- _Excerpted text_
--------
PHP convert XML to JSON
Solution 1
I figured it out. json_encode handles objects differently than strings. I cast the object to a string and it works now.
foreach($xml->children() as $state)
{
$states[]= array('state' => (string)$state->name);
}
echo json_encode($states);
Solution 2
Json & Array from XML in 3 lines:
$xml = simplexml_load_string($xml_string);
$json = json_encode($xml);
$array = json_decode($json,TRUE);
Solution 3
Sorry for answering an old post, but this article outlines an approach that is relatively short, concise and easy to maintain. I tested it myself and works pretty well.
http://lostechies.com/seanbiefeld/2011/10/21/simple-xml-to-json-with-php/
<?php
class XmlToJson {
public function Parse ($url) {
$fileContents= file_get_contents($url);
$fileContents = str_replace(array("\n", "\r", "\t"), '', $fileContents);
$fileContents = trim(str_replace('"', "'", $fileContents));
$simpleXml = simplexml_load_string($fileContents);
$json = json_encode($simpleXml);
return $json;
}
}
?>
Solution 4
I guess I'm a bit late to the party but I have written a small function to accomplish this task. It also takes care of attributes, text content and even if multiple nodes with the same node-name are siblings.
Dislaimer: I'm not a PHP native, so please bear with simple mistakes.
function xml2js($xmlnode) {
$root = (func_num_args() > 1 ? false : true);
$jsnode = array();
if (!$root) {
if (count($xmlnode->attributes()) > 0){
$jsnode["$"] = array();
foreach($xmlnode->attributes() as $key => $value)
$jsnode["$"][$key] = (string)$value;
}
$textcontent = trim((string)$xmlnode);
if (count($textcontent) > 0)
$jsnode["_"] = $textcontent;
foreach ($xmlnode->children() as $childxmlnode) {
$childname = $childxmlnode->getName();
if (!array_key_exists($childname, $jsnode))
--------
- _Data section_
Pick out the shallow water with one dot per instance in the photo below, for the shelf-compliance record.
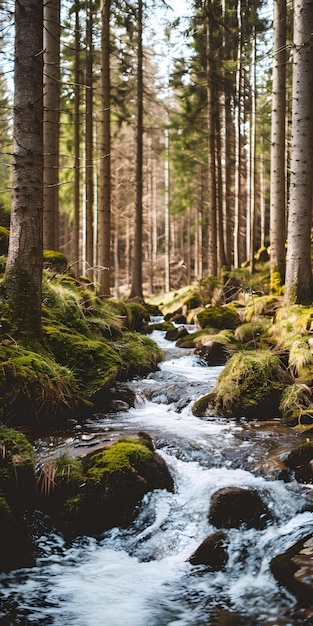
--------
- _Problems to work on_
1) Answer these questions about the thread on converting XML to JSON in PHP, one per line:
(a) In Solution 1, what did the poster cast the object to in order to make it work?
(b) According to Solution 2, in how many lines can you get JSON and an array from XML?
(c) In the Parse method of Solution 3, which three characters are replaced with an empty string?
2) Copy the part of the PHP XML-to-JSON thread starting at "Dislaimer: I'm not" and ending at "as $key => $value)".

- _Results_
1)
(a) A string.
(b) Three lines.
(c) "\n", "\r" and "\t" (newline, carriage return and tab).

2)
Dislaimer: I'm not a PHP native, so please bear with simple mistakes.
function xml2js($xmlnode) {
$root = (func_num_args() > 1 ? false : true);
$jsnode = array();
if (!$root) {
if (count($xmlnode->attributes()) > 0){
$jsnode["$"] = array();
foreach($xmlnode->attributes() as $key => $value)